Problem description:
When you copy the listing, skip the images and return each line verbatim.

------------------------------

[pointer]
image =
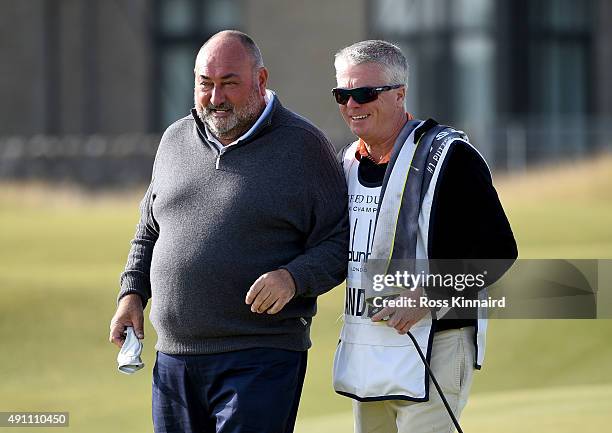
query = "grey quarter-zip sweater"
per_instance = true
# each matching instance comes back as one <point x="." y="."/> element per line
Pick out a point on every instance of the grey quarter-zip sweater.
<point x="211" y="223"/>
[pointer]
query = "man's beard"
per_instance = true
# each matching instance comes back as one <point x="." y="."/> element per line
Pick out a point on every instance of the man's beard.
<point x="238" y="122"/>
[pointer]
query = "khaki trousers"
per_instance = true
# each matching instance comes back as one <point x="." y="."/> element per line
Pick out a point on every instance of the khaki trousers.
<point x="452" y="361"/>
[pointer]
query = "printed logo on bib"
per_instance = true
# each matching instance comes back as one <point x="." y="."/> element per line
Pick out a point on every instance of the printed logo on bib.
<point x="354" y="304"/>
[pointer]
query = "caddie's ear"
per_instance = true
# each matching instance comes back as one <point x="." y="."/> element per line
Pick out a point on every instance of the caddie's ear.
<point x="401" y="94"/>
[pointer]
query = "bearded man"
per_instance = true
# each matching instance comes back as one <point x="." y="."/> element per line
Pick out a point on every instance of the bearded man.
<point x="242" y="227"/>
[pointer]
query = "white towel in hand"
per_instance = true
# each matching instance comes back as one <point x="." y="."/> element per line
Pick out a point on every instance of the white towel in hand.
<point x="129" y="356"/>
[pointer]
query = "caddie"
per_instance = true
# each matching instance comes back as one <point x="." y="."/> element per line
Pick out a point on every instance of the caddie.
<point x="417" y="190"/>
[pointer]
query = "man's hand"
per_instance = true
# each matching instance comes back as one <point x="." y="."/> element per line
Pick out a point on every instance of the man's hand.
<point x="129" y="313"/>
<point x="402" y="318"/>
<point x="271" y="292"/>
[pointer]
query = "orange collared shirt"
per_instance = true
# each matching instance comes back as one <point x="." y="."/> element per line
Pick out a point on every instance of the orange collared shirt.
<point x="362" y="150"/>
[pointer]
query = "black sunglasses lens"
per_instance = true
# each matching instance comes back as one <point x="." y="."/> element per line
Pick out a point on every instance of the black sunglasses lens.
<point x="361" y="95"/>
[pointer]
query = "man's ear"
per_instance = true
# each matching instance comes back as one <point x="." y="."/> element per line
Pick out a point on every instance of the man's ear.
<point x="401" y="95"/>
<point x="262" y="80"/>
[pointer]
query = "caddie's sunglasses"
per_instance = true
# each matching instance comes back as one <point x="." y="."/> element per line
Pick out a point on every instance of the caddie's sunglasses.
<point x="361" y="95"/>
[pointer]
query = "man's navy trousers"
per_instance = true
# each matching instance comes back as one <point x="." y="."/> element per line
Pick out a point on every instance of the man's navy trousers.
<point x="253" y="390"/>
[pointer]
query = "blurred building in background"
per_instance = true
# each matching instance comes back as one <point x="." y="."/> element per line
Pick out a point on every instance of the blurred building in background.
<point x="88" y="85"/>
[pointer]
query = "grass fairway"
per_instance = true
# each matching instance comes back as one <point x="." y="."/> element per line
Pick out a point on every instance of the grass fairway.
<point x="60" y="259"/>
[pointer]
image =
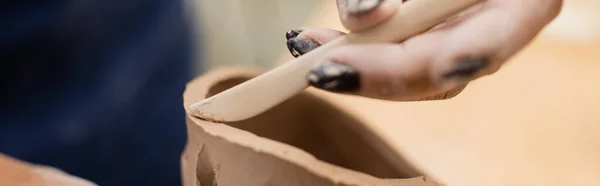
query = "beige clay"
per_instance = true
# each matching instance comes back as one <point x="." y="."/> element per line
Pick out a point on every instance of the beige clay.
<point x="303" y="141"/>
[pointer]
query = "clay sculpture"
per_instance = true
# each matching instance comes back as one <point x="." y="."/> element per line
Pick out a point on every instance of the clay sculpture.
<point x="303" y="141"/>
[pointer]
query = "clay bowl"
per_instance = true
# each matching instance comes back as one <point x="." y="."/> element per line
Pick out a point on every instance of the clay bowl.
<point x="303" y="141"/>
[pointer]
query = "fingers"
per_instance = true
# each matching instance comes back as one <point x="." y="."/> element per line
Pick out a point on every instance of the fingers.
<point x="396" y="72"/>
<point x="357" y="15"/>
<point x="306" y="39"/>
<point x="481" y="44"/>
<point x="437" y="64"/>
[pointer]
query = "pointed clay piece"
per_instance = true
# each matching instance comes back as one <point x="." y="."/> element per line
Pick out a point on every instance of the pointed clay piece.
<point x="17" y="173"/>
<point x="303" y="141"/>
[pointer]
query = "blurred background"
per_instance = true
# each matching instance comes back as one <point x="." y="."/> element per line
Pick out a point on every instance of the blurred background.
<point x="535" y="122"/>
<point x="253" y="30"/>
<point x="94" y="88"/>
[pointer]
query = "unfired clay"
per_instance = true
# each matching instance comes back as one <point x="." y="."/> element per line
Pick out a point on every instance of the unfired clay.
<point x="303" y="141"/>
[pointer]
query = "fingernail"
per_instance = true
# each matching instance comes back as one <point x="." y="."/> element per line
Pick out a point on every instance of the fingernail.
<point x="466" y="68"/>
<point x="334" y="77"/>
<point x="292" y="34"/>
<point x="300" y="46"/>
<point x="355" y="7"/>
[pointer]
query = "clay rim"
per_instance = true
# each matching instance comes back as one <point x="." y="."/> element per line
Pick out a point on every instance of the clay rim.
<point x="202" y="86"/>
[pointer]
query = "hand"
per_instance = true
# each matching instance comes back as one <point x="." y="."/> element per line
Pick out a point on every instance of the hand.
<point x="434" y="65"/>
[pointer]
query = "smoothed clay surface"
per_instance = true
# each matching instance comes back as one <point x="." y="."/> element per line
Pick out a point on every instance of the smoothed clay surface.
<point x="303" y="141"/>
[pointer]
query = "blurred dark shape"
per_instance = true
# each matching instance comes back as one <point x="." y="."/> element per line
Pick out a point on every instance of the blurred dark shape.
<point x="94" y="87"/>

------------------------------

Output of the task:
[pointer]
image =
query = "grey quarter-zip sweater"
per_instance = true
# each matching instance comes back as one <point x="." y="."/> element per line
Pick out a point on every instance of the grey quarter-zip sweater.
<point x="211" y="223"/>
[pointer]
query = "man's beard"
per_instance = true
# each matching instance comes back as one <point x="." y="."/> element per line
Pick out a point on every instance of the man's beard.
<point x="238" y="122"/>
[pointer]
query = "khaki trousers"
per_instance = true
# each matching instance comes back as one <point x="." y="."/> element per line
Pick out a point on every instance of the khaki trousers.
<point x="452" y="361"/>
[pointer]
query = "printed logo on bib"
per_instance = true
# each matching instance comes back as one <point x="." y="."/> element per line
Pick out a point on every instance of the printed logo on bib.
<point x="354" y="304"/>
[pointer]
query = "caddie's ear"
per_instance = true
# each matching instance comes back as one <point x="." y="."/> element per line
Pick out a point on every instance of the caddie's ear.
<point x="401" y="94"/>
[pointer]
query = "bearded man"
per_instance = true
# each matching instance comes back as one <point x="." y="."/> element per line
Pick out a point on every instance of the bearded man.
<point x="242" y="227"/>
[pointer]
query = "white towel in hand"
per_instance = true
# each matching instance comes back as one <point x="." y="."/> element per line
Pick out a point on every instance of the white towel in hand.
<point x="129" y="356"/>
[pointer]
query = "caddie"
per_instance = true
# each matching instance comes back as one <point x="." y="."/> element per line
Pick out a point on every instance of the caddie.
<point x="417" y="190"/>
[pointer]
query = "man's hand"
per_instance = true
# each matching instance comes back as one <point x="." y="."/> element per line
Pick out a point on every instance of the man's hand.
<point x="129" y="313"/>
<point x="402" y="318"/>
<point x="271" y="292"/>
[pointer]
query = "orange collared shirt"
per_instance = true
# each matching instance comes back as one <point x="." y="."/> element per line
Pick out a point on every instance of the orange collared shirt.
<point x="362" y="150"/>
[pointer]
query = "black sunglasses lens"
per_instance = true
# each matching instance comes back as one <point x="." y="."/> element per line
Pick out a point on every instance of the black sunglasses lens.
<point x="361" y="95"/>
[pointer]
query = "man's ear"
per_instance = true
# each matching instance comes back as one <point x="." y="."/> element per line
Pick out a point on every instance of the man's ear.
<point x="401" y="95"/>
<point x="262" y="80"/>
[pointer]
query = "caddie's sunglasses"
per_instance = true
# each matching instance comes back as one <point x="." y="."/> element per line
Pick out a point on every instance of the caddie's sunglasses.
<point x="361" y="95"/>
[pointer]
query = "man's navy trousers"
per_instance = true
# each matching instance comes back as one <point x="." y="."/> element per line
Pick out a point on every instance of the man's navy trousers.
<point x="253" y="390"/>
[pointer]
query = "blurred building in background"
per_instance = true
# each matching instance comes back as one <point x="." y="."/> element per line
Pick out a point on every instance of the blurred building in background.
<point x="88" y="85"/>
[pointer]
query = "grass fairway"
per_instance = true
# each matching instance comes back as one <point x="." y="."/> element per line
Pick out a point on every instance of the grass fairway.
<point x="60" y="259"/>
[pointer]
image =
query = "beige clay"
per_instance = true
# each matching instance comes back as one <point x="." y="."/> element per line
Pick out a point on every instance of the beige clay.
<point x="303" y="141"/>
[pointer]
query = "clay sculpture"
per_instance = true
# each matching instance comes back as one <point x="." y="."/> element per line
Pick out a point on every instance of the clay sculpture.
<point x="303" y="141"/>
[pointer]
query = "clay bowl"
per_instance = true
# each matching instance comes back as one <point x="." y="."/> element per line
Pick out a point on every instance of the clay bowl.
<point x="303" y="141"/>
[pointer]
query = "fingers"
per_instance = true
# each matching instance comes back as one <point x="." y="."/> element per line
Pick out a point on every instance of the fingers.
<point x="396" y="72"/>
<point x="357" y="15"/>
<point x="306" y="39"/>
<point x="481" y="44"/>
<point x="437" y="64"/>
[pointer]
query = "pointed clay piece"
per_instance = true
# each matching instance comes back as one <point x="." y="."/> element per line
Pick out a point on every instance of the pointed clay piece.
<point x="17" y="173"/>
<point x="303" y="141"/>
[pointer]
query = "blurred background"
per_instance = true
# each matching instance comes back as one <point x="." y="."/> element per line
Pick out a point on every instance of the blurred background.
<point x="535" y="122"/>
<point x="253" y="30"/>
<point x="94" y="88"/>
[pointer]
query = "unfired clay"
per_instance = true
# each matching instance comes back as one <point x="." y="."/> element per line
Pick out a point on every instance of the unfired clay.
<point x="303" y="141"/>
[pointer]
query = "fingernail"
per_instance = true
# each matching instance comes back as one <point x="." y="."/> element per line
Pick out a point on every instance of the fingernail.
<point x="466" y="68"/>
<point x="334" y="77"/>
<point x="292" y="34"/>
<point x="300" y="46"/>
<point x="355" y="7"/>
[pointer]
query = "clay rim"
per_instance = true
# each matching instance comes back as one <point x="." y="."/> element per line
Pick out a point on every instance of the clay rim.
<point x="202" y="86"/>
[pointer]
query = "hand"
per_instance = true
# each matching instance comes back as one <point x="." y="."/> element per line
Pick out a point on every instance of the hand.
<point x="434" y="65"/>
[pointer]
query = "smoothed clay surface"
per_instance = true
# each matching instance comes back as one <point x="." y="."/> element per line
Pick out a point on every instance of the smoothed clay surface.
<point x="303" y="141"/>
[pointer]
query = "blurred dark shape"
per_instance = true
# each matching instance comes back as one <point x="." y="."/> element per line
Pick out a point on every instance of the blurred dark shape.
<point x="94" y="87"/>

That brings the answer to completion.